▶ ABOUT THIS TASK:
Reproduce each of the entries that follow, exactly.

▶ DATASET CONTENT:

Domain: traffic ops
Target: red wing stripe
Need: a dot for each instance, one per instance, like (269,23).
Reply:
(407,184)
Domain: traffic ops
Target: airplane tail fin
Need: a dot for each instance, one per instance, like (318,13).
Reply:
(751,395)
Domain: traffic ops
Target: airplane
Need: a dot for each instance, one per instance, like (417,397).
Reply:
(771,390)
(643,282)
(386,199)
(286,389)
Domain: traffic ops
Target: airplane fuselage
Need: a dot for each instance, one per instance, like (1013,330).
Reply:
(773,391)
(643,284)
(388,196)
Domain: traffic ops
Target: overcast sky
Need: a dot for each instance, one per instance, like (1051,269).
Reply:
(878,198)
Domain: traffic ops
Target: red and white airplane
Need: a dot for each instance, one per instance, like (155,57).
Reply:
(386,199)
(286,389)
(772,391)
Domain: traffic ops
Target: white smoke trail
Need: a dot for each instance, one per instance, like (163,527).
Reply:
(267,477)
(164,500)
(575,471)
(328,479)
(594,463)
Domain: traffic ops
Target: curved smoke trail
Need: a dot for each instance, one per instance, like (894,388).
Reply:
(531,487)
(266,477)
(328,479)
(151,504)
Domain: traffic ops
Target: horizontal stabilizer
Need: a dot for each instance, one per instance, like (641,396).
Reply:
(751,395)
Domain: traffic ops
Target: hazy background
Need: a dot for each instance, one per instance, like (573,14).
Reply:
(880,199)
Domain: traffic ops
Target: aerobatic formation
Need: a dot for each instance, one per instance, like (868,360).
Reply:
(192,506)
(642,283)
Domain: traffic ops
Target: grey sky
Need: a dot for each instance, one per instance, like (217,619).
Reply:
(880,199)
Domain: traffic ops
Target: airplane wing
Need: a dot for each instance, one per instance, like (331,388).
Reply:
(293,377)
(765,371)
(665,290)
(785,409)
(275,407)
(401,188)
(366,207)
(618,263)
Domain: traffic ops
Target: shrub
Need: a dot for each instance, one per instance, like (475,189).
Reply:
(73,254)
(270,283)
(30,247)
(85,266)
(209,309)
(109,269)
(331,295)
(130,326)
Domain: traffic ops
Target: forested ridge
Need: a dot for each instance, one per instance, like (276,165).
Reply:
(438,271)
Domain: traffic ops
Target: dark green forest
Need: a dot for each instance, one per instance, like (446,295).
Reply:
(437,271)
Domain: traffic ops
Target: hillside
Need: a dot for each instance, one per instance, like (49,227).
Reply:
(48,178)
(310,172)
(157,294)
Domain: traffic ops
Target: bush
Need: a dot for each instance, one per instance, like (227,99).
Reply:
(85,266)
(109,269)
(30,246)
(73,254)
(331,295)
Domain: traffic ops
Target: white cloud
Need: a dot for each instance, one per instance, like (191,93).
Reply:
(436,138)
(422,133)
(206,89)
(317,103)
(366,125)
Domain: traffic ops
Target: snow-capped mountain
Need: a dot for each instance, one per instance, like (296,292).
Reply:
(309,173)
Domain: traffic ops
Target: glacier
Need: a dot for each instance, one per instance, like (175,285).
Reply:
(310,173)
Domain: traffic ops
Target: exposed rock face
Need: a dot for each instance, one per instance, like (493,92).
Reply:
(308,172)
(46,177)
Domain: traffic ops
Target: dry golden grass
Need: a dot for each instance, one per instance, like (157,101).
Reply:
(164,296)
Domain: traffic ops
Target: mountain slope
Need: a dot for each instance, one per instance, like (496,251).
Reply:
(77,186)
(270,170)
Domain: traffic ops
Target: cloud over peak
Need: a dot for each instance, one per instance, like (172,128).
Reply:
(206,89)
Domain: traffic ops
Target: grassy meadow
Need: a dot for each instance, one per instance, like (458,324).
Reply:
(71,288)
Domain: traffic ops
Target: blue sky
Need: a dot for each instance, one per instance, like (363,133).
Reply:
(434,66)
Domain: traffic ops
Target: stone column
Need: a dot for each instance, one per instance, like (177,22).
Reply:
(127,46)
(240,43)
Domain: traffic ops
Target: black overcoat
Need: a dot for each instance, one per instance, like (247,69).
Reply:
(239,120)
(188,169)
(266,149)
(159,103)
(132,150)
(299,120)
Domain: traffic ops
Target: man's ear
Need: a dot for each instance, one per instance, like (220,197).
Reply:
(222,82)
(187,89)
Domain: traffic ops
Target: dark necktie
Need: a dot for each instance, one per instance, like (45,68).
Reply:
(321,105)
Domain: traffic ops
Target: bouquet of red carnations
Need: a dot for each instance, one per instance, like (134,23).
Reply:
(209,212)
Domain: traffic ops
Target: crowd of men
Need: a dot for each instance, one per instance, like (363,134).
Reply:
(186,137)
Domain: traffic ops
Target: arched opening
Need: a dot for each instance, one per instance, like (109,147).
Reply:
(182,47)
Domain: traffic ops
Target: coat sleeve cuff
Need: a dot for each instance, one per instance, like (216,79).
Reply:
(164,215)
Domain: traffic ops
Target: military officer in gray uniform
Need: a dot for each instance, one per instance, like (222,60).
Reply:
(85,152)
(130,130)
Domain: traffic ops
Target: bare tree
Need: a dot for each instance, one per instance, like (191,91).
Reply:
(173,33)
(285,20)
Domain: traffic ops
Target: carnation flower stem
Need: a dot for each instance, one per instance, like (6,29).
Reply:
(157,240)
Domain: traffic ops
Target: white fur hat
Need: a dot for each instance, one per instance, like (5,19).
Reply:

▶ COMPLETED EXERCISE:
Domain: traffic ops
Target: red wing stripe
Need: a dot for each instance, one per instance, like (269,23).
Reply:
(407,184)
Domain: traffic ops
Target: airplane tail fin
Need: a dot for each instance, one per instance, like (318,13).
Reply:
(751,395)
Domain: traffic ops
Target: airplane
Need: a dot for each instance, one per instance, like (417,397).
Reply:
(771,390)
(643,282)
(386,199)
(286,389)
Domain: traffic ops
Target: airplane fuselage
Need: a dot for each instance, one per instance, like (1013,330).
Reply:
(773,391)
(643,284)
(388,196)
Domain: traffic ops
Target: overcast sky
Need: a dot for each instance, one per instance, like (1051,269).
Reply:
(878,198)
Domain: traffic ops
Target: red and white airplane
Need: a dot for each instance, one per instance, like (155,57).
Reply:
(386,199)
(286,389)
(772,391)
Domain: traffic ops
Target: white smoke trail
Need: a dot for each instance, one per instance, like (163,527).
Reply:
(267,477)
(164,500)
(575,471)
(328,479)
(594,463)
Domain: traffic ops
Target: curved smoke trail
Need: a dot for each instance, one per instance, like (894,388).
Reply:
(531,487)
(266,477)
(328,479)
(151,504)
Domain: traffic ops
Target: horizontal stabilizer
Need: a dot for each instance, one per instance, like (641,396).
Reply:
(751,395)
Domain: traffic ops
Target: hazy background
Need: a dot for each instance, one per instance, like (573,14).
Reply:
(880,199)
Domain: traffic ops
Target: aerobatic formation
Need: a dot for each instance, one per instance, like (868,360).
Reply:
(192,506)
(642,283)
Domain: traffic ops
Target: grey sky
Need: a dot for each instance, one per instance, like (217,619).
Reply:
(880,199)
Domain: traffic ops
Target: airplane wing
Need: a dot for each instance, one per instance, like (331,388).
Reply:
(293,377)
(765,371)
(665,290)
(785,409)
(275,407)
(401,188)
(366,207)
(618,263)
Domain: traffic ops
Target: shrub
Need: a dot for each instance, one per instance, like (475,189).
Reply:
(73,254)
(270,283)
(30,247)
(85,266)
(209,309)
(109,269)
(331,295)
(130,326)
Domain: traffic ops
Target: forested ridge
Need: a dot for each instance, one per instance, like (276,165).
Reply:
(438,271)
Domain: traffic ops
Target: dark green forest
Need: a dot for each instance, one per instance, like (446,295).
Reply:
(437,271)
Domain: traffic ops
Target: hillside
Need: a dot for each instance, one per instance, like (49,227).
Reply:
(48,178)
(310,172)
(157,294)
Domain: traffic ops
Target: bush
Need: a dot for each instance, one per instance, like (227,99).
Reply:
(85,266)
(109,269)
(30,246)
(73,254)
(331,295)
Domain: traffic ops
Target: white cloud
Need: a dot for each instance, one per instance, like (191,93).
Reply:
(436,138)
(422,133)
(206,89)
(317,103)
(366,125)
Domain: traffic ops
Target: snow-capped mountain
Need: a dot for each instance, one per instance, like (296,292).
Reply:
(309,173)
Domain: traffic ops
Target: glacier
Need: a dot for each instance, one per instance, like (175,285).
Reply:
(310,173)
Domain: traffic ops
Target: exposed rock face
Need: a dot for each instance, one per instance, like (493,92).
Reply:
(308,172)
(46,177)
Domain: traffic ops
Target: dry golden grass
Need: a dot for each instance, one per instance, like (157,101).
Reply:
(164,296)
Domain: traffic ops
Target: mountain slope
Need: a dot for each instance, one per instance, like (496,251).
Reply:
(77,186)
(270,170)
Domain: traffic ops
Target: cloud over peak
Need: a dot for each instance, one per instance, like (172,128).
Reply:
(206,89)
Domain: traffic ops
Target: grassy meadow
Need: a dot for each instance, one per instance, like (458,324).
Reply:
(71,288)
Domain: traffic ops
Target: blue sky
Need: a dot for each instance, one per instance, like (363,133).
Reply:
(434,66)
Domain: traffic ops
Target: stone column
Need: a dot for each instance, one per instance, like (177,22).
Reply:
(127,46)
(240,43)
Domain: traffic ops
Target: black overcoat
Need: a dot for each instance, one per instance, like (247,69).
Reply:
(239,120)
(188,169)
(266,149)
(159,103)
(132,150)
(299,120)
Domain: traffic ops
Target: man's ear
Need: a dot for each instance, one per instance, like (220,197).
Reply:
(222,82)
(187,89)
Domain: traffic ops
Target: dark necktie
Need: a dot for each instance, one per instance, like (45,68).
Reply:
(321,105)
Domain: traffic ops
Target: bouquet of red carnations
Need: a dot for each instance, one per instance, like (134,23).
Reply:
(209,212)
Domain: traffic ops
Target: crowd of men
Need: a dot for each instance, one per instance, like (363,134).
Reply:
(186,137)
Domain: traffic ops
Target: arched opening
Need: a dot for each instance, one per instance, like (109,147).
Reply:
(182,47)
Domain: traffic ops
Target: coat sleeve cuff
Need: a dot for each instance, one per instance, like (216,79).
Reply:
(164,215)
Domain: traffic ops
Target: military officer in gray uniform
Need: a dot for each instance, one per instance, like (222,60).
Reply:
(85,152)
(130,130)
Domain: traffic ops
Target: bare tree
Need: a dot for each instance, one per instance, like (191,91).
Reply:
(173,33)
(285,20)
Domain: traffic ops
Target: carnation flower stem
Need: a dot for each instance, one per instance, like (6,29).
Reply:
(157,240)
Domain: traffic ops
Target: white fur hat
Need: a dot for each instance, one per instance, like (5,19).
Reply:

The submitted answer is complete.